* [Problem description]: Only the lines from the line containing "Expected output: the position of each instance of the pink" to the end of the entries should be repeated, exactly as they appear.

* [Dataset items]:
——
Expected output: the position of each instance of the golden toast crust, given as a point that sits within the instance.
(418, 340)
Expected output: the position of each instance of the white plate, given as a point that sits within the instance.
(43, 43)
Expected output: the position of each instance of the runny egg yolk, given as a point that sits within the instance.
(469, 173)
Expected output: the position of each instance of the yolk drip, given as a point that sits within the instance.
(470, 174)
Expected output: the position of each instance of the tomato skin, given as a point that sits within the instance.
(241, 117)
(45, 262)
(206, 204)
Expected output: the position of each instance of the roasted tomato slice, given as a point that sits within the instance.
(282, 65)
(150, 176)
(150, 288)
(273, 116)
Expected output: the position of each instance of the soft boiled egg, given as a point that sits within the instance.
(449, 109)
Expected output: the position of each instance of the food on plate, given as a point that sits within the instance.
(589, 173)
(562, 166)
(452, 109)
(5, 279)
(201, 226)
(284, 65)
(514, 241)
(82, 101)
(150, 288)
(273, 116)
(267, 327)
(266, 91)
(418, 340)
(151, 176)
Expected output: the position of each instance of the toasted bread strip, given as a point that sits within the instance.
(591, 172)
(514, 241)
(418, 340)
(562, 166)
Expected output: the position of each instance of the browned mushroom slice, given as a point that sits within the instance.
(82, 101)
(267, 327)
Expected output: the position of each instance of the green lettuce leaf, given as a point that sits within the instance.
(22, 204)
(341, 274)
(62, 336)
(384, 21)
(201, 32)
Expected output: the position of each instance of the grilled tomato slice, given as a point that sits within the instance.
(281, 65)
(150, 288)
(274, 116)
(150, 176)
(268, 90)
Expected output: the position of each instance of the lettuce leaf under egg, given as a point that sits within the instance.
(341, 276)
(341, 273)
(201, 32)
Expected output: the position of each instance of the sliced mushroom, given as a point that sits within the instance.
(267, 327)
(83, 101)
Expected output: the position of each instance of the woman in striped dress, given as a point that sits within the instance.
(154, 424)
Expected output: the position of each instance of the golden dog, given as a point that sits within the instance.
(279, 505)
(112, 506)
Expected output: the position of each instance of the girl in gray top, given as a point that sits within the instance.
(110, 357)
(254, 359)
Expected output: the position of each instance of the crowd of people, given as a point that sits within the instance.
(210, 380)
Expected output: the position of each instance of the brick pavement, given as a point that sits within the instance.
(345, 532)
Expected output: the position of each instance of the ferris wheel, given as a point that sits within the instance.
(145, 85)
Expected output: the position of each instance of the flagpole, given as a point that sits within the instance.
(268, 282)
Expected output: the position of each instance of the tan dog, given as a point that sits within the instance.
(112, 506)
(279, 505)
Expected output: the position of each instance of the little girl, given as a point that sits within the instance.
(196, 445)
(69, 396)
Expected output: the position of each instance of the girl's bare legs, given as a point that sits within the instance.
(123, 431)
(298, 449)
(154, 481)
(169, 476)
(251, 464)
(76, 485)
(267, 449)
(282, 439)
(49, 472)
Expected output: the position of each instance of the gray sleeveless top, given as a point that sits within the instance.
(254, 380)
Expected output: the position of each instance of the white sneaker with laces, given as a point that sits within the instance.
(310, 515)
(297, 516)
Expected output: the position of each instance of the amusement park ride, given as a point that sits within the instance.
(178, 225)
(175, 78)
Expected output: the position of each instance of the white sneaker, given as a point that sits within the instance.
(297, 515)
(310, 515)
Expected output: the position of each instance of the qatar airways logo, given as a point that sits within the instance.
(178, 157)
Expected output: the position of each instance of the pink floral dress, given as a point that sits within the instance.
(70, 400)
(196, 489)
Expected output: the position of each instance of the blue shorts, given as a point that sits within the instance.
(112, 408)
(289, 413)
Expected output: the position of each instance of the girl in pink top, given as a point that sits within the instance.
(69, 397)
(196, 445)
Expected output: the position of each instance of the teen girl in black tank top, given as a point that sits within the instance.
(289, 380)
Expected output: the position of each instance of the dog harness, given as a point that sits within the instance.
——
* [Written response]:
Expected output: the position of each instance of the pink floral dress, given as a point that sits within the instance.
(70, 400)
(196, 489)
Expected output: the position of each instance of the blue shorts, given as a point that sits within the instance.
(112, 408)
(289, 413)
Expected output: the position of each instance of the girl in pink top, given as a point that sits within the instance.
(69, 397)
(196, 445)
Expected output: the position of each instance of the teen girl in black tank top, given as a point that sits within the instance.
(289, 380)
Expected output: the position of each instance of the dog harness, given as a point that sits within the instance.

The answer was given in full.